PROBLEM REQUIREMENTS =>
Count the lines below with the string "field" in them. Only the number should be given.

RAW DATA =>

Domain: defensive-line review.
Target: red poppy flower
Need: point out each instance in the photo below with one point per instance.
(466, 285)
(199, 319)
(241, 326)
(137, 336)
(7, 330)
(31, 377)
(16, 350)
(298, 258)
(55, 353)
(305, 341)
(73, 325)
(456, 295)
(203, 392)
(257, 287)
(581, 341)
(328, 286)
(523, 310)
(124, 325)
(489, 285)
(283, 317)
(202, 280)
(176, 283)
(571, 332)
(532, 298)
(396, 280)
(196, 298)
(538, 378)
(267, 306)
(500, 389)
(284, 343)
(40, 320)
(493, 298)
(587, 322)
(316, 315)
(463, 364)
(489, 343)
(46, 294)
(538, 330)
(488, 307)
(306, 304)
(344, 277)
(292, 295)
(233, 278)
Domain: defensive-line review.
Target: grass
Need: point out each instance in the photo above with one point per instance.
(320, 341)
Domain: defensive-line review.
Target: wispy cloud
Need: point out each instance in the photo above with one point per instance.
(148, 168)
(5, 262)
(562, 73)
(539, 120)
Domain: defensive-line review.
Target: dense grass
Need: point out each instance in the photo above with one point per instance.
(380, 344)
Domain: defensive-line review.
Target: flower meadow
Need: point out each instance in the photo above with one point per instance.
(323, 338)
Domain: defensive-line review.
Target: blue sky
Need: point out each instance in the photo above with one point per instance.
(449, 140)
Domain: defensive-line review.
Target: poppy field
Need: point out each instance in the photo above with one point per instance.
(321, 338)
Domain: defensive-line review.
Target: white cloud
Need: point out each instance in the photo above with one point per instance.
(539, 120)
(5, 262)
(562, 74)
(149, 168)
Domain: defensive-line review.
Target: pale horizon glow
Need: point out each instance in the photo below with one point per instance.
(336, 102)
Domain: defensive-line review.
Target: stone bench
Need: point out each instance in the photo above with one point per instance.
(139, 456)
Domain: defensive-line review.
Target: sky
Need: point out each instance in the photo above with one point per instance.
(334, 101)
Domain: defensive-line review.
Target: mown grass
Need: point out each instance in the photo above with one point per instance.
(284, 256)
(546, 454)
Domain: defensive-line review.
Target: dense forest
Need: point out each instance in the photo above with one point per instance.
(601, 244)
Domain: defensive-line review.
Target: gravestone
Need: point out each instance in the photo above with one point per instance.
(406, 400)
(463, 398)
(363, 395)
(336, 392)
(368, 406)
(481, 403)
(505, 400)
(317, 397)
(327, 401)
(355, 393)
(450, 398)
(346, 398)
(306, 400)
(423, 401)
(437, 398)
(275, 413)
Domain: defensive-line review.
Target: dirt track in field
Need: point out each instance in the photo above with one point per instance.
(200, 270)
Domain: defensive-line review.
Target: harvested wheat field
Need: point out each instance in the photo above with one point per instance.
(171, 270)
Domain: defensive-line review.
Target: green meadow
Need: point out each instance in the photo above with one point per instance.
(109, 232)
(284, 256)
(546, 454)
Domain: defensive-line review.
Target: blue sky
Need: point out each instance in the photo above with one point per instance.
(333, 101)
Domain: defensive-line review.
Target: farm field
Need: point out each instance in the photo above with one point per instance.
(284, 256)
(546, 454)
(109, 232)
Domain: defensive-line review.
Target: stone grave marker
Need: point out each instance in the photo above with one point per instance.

THE ANSWER =>
4